— Data shown —
◇ ◇ ◇ ◇ ◇ ◇ ◇

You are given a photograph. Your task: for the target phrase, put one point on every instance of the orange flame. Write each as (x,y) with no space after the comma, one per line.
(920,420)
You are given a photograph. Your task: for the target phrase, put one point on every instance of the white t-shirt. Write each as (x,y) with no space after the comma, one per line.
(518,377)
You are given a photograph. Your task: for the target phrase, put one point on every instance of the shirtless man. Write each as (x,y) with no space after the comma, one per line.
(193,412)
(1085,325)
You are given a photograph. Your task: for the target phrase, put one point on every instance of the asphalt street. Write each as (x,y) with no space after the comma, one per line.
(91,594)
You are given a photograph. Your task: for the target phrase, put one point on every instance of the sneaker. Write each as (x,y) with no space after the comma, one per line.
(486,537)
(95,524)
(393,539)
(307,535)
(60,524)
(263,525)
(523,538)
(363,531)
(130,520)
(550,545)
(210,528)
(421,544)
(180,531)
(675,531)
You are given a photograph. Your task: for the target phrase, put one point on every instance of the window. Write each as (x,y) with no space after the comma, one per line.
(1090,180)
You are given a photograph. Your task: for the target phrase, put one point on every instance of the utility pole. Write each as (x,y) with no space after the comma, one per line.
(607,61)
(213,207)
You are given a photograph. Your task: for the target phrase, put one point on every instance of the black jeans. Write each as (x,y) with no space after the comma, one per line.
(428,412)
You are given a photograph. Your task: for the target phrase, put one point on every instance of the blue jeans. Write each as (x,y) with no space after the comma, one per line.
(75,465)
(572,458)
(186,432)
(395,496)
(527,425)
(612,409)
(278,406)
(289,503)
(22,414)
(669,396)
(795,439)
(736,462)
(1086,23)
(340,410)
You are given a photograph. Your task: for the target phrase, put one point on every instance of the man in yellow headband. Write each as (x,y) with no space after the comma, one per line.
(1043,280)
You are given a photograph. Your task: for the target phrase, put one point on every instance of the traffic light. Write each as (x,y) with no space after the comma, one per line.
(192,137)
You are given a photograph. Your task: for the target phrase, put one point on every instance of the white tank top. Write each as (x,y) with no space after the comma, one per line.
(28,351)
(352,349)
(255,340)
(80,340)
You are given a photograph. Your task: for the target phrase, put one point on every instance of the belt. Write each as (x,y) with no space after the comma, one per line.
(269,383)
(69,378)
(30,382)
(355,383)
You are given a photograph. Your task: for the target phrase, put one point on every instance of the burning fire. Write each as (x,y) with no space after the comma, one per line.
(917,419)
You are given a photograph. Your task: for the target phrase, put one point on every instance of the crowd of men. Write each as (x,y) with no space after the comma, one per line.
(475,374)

◇ ◇ ◇ ◇ ◇ ◇ ◇

— Problem requirements —
Reproduce every one of the records above word for word, keeping each line in its original order.

— Task result —
You are given a photograph. Your task: for the target phrase, put one point on every instance of the orange flame. Write each as (x,y) with no space after the comma, one per line.
(920,420)
You are given a photograph. Your task: for the target phrase, put one point on every instance of the white t-shirt. Write each as (x,y) with no space after the comma, one per line.
(518,377)
You are given a photograph. Your task: for the target phrase, put one point on every instance of the shirtless man. Write each as (x,y) with no space after the comma, one per line.
(193,412)
(1085,325)
You are given a photograph. Your task: for the target phrase, put one point on every instance of the asphalt street. Write each as (x,y) with no space after the comma, one per line.
(91,594)
You are given a photograph. Your task: for the target phrase, put one point on every instance of the sneaker. Write each as (x,y) with no space after the comma, one per line.
(486,537)
(95,524)
(393,539)
(307,535)
(60,524)
(263,525)
(523,538)
(363,531)
(130,520)
(550,545)
(210,528)
(421,544)
(180,531)
(675,531)
You are given a photograph. Your task: for the target phrase, put one point on every instance of the window. Write each as (x,y) with no space after the comma, one per line.
(1090,180)
You are given a photograph. Your task: for the target phrase, put one point on every instance of the utility pole. Write each as (x,y) with no space after the comma, one per line.
(607,61)
(213,207)
You are given a photograph. Your task: for the target phrase, put one point on every instance of the black jeans. Write each as (x,y) with no space after the comma, one per line.
(428,412)
You are given a photograph. Your task: for the target phrase, put one point on every instance of the blue jeans. Write each as (x,y) with no space after the comma, one per line.
(75,465)
(572,458)
(186,432)
(395,496)
(527,425)
(612,409)
(278,406)
(289,503)
(22,414)
(669,396)
(795,439)
(736,462)
(1086,23)
(340,410)
You are given a photograph. Your task: for the target phrase, put one point on every instance of the man in yellow headband. Write each as (x,y) with no space after the comma, one per line.
(1043,280)
You are given a photograph. Your task: for the target phrase, put one point on every instance of the traffic light. Write each as (x,y) with no space after the comma, one per line.
(192,137)
You are given a photograph. Your task: for the target phrase, put one point on every instance of the white tank top. Write each as (x,y) with no space after the comma, one per line.
(28,351)
(352,349)
(255,340)
(80,340)
You are given a photograph. Your task: for the target phrase, put one point on every instance of the belt. Write each as (x,y) with no space after the comma, one per line.
(269,383)
(69,378)
(30,382)
(355,383)
You are given a photograph. Your task: for the target phrase, put one point on every instance of the burning fire. Write each as (x,y) with no space after the comma, one per line.
(917,419)
You are given a photograph. Your task: for the target phrase, put one point on every instance of the crowd of men. Write each as (x,y) with no space after the comma, one per line.
(475,374)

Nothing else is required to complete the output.